### To do
The required result is a copy of each line below in which "blue" appears.
___ Material for this exercise
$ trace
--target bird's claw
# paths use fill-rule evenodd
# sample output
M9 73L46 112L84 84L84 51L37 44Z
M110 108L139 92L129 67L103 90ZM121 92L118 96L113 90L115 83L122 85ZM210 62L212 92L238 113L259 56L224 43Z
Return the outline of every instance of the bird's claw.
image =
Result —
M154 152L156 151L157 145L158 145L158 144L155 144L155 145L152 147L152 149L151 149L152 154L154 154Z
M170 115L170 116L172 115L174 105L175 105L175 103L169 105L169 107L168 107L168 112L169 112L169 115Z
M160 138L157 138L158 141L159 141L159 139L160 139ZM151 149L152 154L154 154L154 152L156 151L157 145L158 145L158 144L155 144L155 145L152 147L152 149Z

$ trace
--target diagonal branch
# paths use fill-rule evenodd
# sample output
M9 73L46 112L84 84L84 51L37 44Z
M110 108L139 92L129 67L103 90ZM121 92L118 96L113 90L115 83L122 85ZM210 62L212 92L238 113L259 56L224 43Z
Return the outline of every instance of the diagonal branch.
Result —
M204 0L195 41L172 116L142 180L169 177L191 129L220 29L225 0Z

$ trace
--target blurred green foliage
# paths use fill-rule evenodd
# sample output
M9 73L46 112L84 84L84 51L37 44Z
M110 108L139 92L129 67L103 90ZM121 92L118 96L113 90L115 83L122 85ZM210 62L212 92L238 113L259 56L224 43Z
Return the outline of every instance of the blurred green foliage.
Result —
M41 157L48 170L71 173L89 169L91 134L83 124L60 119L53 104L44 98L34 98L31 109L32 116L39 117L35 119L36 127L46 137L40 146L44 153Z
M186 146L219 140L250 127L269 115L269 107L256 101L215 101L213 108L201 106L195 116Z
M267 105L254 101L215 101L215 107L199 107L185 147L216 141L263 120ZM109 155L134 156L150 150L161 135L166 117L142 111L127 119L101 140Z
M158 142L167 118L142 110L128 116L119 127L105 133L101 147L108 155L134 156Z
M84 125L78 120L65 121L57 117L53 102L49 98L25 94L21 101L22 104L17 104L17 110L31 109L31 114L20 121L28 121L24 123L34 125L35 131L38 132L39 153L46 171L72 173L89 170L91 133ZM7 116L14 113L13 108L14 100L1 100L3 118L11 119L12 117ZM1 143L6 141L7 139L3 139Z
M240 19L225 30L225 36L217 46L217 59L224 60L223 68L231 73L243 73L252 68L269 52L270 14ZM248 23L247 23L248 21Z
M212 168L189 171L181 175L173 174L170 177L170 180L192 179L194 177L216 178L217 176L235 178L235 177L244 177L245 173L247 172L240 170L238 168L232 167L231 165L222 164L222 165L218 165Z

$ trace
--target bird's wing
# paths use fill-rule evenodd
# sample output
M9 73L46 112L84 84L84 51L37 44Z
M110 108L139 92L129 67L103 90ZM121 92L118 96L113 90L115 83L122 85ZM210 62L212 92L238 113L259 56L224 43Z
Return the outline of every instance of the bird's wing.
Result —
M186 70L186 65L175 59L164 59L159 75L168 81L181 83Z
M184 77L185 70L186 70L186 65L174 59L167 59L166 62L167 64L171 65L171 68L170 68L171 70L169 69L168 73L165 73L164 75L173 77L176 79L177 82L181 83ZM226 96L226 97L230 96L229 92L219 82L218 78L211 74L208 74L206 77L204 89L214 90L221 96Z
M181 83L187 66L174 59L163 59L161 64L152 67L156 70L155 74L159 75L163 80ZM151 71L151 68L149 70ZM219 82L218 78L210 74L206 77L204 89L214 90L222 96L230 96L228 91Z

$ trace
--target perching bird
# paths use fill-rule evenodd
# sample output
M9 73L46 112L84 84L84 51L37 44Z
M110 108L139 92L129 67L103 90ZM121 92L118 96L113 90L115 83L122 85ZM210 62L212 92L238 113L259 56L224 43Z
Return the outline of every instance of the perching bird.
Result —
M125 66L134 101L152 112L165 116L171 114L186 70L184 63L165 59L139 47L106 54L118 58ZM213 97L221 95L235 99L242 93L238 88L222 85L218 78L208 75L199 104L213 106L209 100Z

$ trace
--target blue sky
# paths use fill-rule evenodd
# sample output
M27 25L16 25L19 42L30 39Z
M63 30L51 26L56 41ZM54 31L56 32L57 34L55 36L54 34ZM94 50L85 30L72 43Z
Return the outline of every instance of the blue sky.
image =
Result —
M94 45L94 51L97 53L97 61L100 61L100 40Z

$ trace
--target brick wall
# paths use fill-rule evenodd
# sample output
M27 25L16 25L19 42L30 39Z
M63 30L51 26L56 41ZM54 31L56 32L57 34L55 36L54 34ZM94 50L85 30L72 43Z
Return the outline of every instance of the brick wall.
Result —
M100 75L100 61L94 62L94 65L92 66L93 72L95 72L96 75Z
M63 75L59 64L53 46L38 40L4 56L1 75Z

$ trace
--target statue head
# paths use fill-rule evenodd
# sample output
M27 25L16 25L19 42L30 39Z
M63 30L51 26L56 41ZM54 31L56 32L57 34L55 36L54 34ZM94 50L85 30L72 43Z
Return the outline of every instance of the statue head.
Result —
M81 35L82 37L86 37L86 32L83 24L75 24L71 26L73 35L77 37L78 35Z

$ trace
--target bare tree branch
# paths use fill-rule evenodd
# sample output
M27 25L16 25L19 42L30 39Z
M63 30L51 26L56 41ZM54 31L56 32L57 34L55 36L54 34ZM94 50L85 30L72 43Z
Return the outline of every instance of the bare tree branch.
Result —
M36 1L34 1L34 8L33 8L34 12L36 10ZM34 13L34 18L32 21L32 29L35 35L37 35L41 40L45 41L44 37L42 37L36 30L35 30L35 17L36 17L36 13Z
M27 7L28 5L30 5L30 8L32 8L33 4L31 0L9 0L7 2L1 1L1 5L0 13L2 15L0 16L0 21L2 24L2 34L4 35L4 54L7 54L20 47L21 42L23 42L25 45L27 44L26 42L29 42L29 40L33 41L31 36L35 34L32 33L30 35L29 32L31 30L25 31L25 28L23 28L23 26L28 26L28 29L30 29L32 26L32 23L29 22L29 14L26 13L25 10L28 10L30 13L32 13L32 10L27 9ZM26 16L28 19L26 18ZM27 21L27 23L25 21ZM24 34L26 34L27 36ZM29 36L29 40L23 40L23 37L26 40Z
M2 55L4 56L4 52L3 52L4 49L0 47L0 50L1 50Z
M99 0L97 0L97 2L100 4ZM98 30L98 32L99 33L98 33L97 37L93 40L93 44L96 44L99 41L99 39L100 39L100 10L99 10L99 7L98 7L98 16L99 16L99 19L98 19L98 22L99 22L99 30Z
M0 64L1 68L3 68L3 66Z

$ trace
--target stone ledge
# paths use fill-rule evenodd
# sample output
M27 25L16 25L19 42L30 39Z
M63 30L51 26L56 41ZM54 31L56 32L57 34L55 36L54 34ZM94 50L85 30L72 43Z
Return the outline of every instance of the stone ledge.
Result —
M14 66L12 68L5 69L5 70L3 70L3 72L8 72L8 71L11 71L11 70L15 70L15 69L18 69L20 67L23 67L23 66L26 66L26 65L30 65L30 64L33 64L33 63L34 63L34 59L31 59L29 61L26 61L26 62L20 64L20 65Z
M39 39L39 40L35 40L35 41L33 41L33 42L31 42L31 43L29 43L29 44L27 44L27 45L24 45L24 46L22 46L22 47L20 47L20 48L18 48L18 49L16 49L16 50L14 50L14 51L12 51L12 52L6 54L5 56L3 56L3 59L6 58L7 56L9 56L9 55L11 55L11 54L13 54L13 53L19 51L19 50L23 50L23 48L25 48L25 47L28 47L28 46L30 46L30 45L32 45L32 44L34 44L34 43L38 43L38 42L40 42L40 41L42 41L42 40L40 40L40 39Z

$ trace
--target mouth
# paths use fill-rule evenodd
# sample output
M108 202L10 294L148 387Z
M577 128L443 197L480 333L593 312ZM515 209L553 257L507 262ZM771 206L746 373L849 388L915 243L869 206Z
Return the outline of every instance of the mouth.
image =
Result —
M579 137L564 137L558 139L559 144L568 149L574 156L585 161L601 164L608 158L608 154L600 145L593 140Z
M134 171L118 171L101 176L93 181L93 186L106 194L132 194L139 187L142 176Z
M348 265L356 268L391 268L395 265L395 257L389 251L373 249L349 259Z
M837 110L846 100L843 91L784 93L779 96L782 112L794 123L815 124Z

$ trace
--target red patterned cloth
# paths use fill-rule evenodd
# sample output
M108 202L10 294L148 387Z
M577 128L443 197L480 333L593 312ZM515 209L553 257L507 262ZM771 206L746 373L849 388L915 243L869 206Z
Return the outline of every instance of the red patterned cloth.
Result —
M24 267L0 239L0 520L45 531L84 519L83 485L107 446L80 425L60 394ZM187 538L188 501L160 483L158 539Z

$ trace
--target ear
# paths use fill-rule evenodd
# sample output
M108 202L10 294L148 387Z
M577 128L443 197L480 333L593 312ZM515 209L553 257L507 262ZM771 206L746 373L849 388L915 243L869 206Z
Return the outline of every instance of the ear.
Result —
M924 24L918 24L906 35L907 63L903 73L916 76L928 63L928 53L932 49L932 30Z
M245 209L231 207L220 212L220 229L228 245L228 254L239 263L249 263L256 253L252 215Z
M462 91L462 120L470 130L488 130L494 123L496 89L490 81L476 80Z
______
### Answer to this exercise
--target blue sky
Return the outline of every instance of the blue sky.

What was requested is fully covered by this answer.